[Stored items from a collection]
=== Section Start ===

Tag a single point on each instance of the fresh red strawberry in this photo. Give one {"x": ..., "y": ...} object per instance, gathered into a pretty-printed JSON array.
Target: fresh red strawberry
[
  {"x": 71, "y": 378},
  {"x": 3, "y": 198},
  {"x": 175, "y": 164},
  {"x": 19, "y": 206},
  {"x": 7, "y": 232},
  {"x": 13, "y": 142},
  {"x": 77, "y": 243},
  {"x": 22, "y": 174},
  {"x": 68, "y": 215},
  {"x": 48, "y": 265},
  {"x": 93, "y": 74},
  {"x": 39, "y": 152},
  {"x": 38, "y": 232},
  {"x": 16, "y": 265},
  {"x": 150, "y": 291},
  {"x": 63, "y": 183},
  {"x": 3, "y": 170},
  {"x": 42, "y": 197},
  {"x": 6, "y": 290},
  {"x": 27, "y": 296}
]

=== Section End ===

WHAT IS NEEDED: Please repeat each entry. Keep every word the same.

EXERCISE SOLUTION:
Tag a single point on each instance of the fresh red strawberry in this photo. Give one {"x": ..., "y": ...} object per instance, gathered into a pretty-printed JSON array.
Target: fresh red strawberry
[
  {"x": 71, "y": 378},
  {"x": 3, "y": 198},
  {"x": 175, "y": 164},
  {"x": 19, "y": 206},
  {"x": 7, "y": 232},
  {"x": 13, "y": 142},
  {"x": 77, "y": 243},
  {"x": 22, "y": 174},
  {"x": 68, "y": 215},
  {"x": 48, "y": 265},
  {"x": 93, "y": 74},
  {"x": 39, "y": 152},
  {"x": 38, "y": 232},
  {"x": 16, "y": 265},
  {"x": 150, "y": 291},
  {"x": 63, "y": 183},
  {"x": 3, "y": 170},
  {"x": 42, "y": 197},
  {"x": 6, "y": 290},
  {"x": 27, "y": 296}
]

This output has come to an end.